**SUPPLIED MATERIAL**:
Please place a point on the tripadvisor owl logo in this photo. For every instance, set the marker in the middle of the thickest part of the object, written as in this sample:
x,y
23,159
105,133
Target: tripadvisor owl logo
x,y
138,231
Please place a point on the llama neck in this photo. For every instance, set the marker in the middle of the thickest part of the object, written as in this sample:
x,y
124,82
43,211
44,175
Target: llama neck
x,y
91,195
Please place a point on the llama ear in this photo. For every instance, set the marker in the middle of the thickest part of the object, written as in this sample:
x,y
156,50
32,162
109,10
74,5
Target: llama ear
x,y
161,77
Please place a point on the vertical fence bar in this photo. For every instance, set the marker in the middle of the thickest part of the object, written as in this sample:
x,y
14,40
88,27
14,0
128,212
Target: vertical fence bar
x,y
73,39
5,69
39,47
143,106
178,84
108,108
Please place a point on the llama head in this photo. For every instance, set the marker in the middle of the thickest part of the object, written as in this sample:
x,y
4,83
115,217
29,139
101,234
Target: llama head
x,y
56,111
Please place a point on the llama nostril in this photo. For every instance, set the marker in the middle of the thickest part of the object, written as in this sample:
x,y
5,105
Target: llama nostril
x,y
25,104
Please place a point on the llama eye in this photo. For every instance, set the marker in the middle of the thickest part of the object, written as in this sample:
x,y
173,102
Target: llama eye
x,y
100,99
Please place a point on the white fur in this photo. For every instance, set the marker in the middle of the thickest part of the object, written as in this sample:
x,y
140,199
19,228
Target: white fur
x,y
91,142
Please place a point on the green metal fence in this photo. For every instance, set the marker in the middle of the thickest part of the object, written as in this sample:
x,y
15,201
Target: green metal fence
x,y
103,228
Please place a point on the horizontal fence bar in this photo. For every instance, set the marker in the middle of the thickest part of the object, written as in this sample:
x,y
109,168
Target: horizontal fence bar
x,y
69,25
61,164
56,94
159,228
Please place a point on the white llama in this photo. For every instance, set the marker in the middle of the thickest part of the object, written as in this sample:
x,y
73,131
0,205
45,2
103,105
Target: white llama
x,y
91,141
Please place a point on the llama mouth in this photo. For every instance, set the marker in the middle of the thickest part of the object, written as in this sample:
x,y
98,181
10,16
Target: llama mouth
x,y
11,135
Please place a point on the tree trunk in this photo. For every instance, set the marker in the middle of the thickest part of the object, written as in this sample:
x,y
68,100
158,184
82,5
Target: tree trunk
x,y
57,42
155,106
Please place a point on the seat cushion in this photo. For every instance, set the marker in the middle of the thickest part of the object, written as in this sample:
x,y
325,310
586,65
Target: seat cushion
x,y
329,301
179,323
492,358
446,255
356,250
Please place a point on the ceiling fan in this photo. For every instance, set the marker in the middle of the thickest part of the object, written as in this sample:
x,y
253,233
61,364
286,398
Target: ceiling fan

**DIRECTION**: Set down, word for word, only the lines running from the line with "Please place a point on the white fur" to the last line of the listing above. Both of those lines belong in your answer.

**RESULT BELOW**:
Please place a point on the white fur in this photo. For every instance, set the marker in the middle of the thickest part of the object, written as in this sample:
x,y
140,199
19,228
Target: white fur
x,y
91,142
Please place a point on the green metal fence in this photo. For every instance, set the marker in the middle of the thickest part of the object, written as in this sample:
x,y
15,201
Target: green metal fence
x,y
103,228
Please place a point on the horizontal fence bar in this photo. For every instance, set the marker in the middle of the thickest part of the object, written as in this sample:
x,y
109,168
Target: horizontal fence bar
x,y
69,25
61,164
56,94
159,228
Please place a point on the white llama in this photo. For every instance, set the marker in the middle of the thickest part of the object, written as in this sample:
x,y
73,131
0,205
45,2
103,105
Target: white llama
x,y
91,141
Please place a point on the llama mouth in this photo. For every instance, set the marker in the middle of the thickest part of the object, written as in this sample:
x,y
98,181
10,16
Target: llama mouth
x,y
11,135
Please place a point on the tree trunk in this photo. For every instance, set the marker in the middle of the thickest part of the object, written as in this sample:
x,y
68,100
158,184
82,5
Target: tree trunk
x,y
57,42
155,106
Please place a point on the seat cushion in this photo. For every instance, set the marker in the middle of the thickest part of the object, written as in this sample:
x,y
325,310
586,65
Target: seat cushion
x,y
329,301
179,323
492,358
446,255
356,250
Please place a point on the ceiling fan in this photo. For every instance, set the marker in the middle of the thickest part of the object, written as in this sample:
x,y
253,233
61,364
286,398
Target: ceiling fan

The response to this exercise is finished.